[Start of DATA TO USE]
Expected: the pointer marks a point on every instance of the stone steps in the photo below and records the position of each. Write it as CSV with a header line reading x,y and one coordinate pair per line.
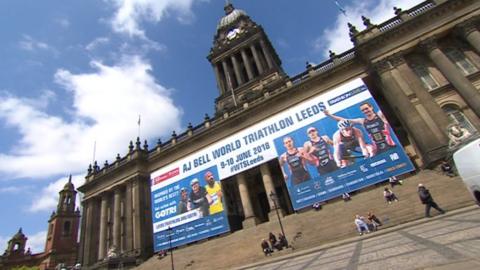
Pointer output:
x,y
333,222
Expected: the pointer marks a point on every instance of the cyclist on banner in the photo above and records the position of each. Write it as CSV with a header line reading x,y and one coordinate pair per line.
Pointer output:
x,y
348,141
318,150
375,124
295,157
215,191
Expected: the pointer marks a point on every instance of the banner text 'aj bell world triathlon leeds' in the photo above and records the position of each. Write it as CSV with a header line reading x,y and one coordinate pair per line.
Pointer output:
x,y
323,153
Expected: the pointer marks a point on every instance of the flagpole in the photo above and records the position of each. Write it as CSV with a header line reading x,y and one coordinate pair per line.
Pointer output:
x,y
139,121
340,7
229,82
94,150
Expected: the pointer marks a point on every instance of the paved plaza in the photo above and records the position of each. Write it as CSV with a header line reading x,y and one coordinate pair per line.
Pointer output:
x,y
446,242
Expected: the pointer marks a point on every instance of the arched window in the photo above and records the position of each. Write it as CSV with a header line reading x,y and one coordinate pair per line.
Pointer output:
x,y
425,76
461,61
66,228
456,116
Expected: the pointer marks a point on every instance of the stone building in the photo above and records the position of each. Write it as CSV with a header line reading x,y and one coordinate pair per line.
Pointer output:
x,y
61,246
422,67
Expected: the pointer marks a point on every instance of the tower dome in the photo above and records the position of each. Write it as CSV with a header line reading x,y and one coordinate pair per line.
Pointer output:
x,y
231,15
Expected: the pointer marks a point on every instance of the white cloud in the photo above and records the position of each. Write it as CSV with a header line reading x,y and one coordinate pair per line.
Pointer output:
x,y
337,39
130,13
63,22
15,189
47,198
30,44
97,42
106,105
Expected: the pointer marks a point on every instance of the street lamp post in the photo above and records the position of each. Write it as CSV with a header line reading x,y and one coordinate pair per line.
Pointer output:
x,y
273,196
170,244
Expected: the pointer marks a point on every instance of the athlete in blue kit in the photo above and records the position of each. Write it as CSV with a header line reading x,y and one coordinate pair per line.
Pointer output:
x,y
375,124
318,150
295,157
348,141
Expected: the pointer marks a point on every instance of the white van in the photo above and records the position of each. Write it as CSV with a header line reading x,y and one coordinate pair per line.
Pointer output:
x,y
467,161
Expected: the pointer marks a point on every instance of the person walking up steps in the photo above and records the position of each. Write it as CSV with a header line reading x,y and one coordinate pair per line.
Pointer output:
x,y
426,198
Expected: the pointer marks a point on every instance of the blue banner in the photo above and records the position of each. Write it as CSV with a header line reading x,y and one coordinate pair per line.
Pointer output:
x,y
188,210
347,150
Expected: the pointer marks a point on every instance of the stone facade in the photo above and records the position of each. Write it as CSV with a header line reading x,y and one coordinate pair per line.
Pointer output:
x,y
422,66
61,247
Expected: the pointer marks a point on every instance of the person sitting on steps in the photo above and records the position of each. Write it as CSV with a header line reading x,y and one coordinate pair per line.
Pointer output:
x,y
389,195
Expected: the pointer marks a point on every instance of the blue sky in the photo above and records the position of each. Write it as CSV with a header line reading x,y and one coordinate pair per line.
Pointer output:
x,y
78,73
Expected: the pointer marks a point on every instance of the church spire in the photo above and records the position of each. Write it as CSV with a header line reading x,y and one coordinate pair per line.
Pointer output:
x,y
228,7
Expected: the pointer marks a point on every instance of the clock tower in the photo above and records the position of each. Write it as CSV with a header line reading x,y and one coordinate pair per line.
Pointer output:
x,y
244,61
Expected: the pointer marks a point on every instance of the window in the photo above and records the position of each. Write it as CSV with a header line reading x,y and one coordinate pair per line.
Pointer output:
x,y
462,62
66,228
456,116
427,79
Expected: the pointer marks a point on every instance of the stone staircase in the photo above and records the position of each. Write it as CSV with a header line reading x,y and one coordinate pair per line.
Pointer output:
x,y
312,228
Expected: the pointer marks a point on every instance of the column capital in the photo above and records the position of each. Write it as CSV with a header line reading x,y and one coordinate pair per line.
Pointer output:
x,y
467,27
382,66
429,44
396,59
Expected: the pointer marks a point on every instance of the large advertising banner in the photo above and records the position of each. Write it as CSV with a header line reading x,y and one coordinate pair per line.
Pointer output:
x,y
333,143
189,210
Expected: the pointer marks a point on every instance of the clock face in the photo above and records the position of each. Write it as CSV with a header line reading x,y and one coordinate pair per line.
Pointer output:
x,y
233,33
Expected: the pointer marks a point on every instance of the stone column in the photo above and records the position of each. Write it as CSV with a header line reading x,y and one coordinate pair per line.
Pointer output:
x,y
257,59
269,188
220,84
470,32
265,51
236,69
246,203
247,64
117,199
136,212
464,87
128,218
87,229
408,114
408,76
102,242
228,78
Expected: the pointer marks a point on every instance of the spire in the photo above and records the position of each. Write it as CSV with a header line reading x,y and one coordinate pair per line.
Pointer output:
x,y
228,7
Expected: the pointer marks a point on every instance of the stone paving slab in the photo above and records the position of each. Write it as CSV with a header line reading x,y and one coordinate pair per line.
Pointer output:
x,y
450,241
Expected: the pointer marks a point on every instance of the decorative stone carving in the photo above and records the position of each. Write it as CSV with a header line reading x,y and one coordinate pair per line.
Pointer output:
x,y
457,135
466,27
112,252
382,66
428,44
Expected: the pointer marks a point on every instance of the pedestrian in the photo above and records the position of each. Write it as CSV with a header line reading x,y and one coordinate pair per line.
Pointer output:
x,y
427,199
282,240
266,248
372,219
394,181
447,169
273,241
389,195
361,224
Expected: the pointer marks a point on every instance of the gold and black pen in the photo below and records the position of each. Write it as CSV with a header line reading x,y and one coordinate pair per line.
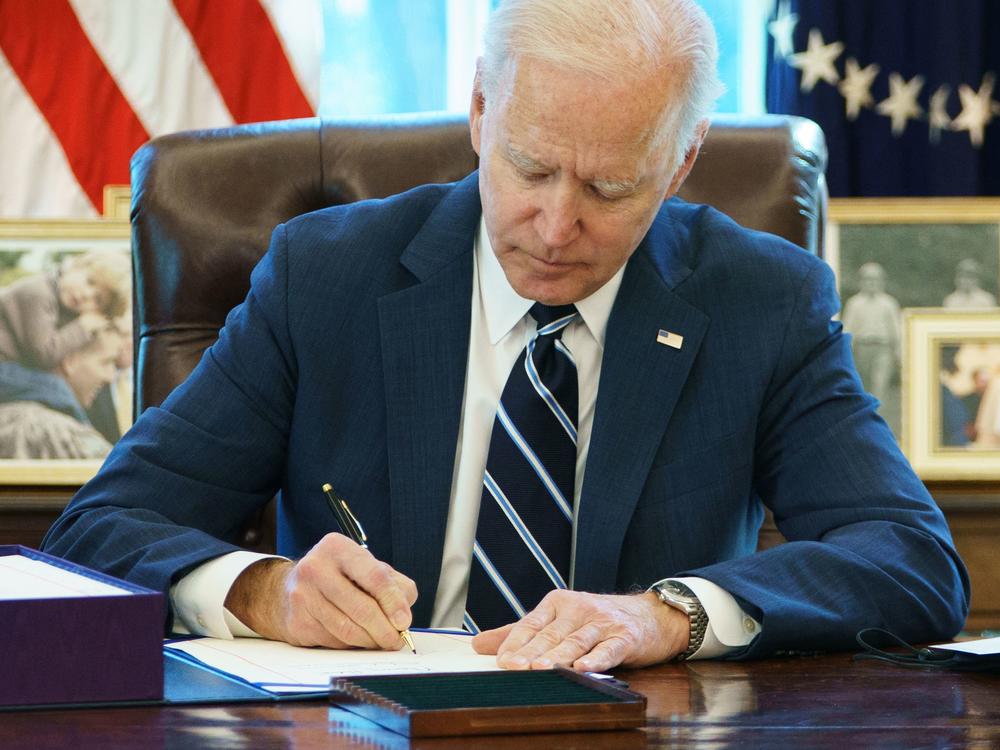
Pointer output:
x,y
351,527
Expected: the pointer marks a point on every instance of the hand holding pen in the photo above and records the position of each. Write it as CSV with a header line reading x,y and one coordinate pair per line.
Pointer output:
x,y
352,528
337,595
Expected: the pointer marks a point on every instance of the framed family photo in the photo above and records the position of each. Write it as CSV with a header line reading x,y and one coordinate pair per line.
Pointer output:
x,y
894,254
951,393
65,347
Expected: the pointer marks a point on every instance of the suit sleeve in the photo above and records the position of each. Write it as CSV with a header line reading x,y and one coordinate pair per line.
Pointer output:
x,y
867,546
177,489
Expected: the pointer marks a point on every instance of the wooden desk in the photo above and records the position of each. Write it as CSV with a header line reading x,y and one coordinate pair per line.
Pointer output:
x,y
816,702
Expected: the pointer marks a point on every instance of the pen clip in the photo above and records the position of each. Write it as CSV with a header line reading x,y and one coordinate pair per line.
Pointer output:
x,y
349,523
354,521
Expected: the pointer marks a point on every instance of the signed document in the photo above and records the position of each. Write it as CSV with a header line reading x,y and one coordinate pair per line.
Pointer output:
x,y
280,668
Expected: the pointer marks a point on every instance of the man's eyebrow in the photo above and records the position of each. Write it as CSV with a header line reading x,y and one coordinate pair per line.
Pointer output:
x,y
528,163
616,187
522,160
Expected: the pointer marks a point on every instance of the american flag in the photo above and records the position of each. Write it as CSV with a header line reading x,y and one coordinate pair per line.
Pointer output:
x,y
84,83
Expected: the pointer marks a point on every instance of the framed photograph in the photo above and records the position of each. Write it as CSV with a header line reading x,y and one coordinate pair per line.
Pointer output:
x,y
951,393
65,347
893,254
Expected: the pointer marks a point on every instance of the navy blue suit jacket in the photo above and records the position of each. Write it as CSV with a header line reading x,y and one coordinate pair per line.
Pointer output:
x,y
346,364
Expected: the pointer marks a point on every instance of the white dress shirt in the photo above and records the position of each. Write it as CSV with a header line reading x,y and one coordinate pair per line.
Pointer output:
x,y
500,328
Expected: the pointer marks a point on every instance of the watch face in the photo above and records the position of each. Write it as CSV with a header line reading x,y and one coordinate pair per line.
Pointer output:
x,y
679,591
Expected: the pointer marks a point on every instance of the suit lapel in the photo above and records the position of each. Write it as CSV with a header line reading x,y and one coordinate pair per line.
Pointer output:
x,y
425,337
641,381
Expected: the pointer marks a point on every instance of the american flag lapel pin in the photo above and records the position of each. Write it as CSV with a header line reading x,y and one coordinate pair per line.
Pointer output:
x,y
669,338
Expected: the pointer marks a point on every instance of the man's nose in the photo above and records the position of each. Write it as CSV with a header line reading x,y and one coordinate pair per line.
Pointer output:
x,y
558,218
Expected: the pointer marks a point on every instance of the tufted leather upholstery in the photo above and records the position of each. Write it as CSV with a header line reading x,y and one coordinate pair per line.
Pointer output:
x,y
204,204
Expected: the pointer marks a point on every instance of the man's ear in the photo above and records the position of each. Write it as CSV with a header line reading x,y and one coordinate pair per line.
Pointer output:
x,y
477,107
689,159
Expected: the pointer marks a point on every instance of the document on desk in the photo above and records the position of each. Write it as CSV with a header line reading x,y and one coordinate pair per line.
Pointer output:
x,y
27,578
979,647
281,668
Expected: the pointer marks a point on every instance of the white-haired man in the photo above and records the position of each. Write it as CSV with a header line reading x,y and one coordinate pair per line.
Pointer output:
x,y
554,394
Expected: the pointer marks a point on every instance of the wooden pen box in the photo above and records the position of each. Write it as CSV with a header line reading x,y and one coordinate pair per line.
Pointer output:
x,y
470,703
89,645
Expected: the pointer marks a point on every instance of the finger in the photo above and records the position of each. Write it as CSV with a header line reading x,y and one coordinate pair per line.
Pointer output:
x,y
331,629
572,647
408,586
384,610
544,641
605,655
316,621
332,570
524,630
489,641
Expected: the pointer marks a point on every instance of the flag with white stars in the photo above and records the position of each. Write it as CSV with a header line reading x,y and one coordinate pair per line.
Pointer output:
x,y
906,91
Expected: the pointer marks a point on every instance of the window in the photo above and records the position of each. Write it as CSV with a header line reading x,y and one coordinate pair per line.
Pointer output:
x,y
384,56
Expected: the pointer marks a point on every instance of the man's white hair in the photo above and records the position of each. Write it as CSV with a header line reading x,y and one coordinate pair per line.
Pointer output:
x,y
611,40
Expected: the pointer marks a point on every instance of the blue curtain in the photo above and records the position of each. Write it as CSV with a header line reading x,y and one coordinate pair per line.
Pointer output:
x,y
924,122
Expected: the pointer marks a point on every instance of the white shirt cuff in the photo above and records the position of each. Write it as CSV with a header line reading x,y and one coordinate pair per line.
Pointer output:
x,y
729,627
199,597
[End of DATA TO USE]
- _AIM OF THE TASK_: Locate the line that contains "the blue curtain", then please quote it and every line after it to the end of the entries above, exactly and with nothing else.

- _TASK RESULT_:
Expected: the pointer marks a point on every instance of the blue curtain in the photo above and records the position of each. Write it as CSV with a header line reading x,y and one coordinate pair per line.
Pointer output:
x,y
924,122
Expected: the pointer marks a point on every instance of the white shirt cuff in the photo above and records the position of each. Write it as CSV with a header line reading x,y and one coordinate pair per line.
Pointer output:
x,y
729,627
199,597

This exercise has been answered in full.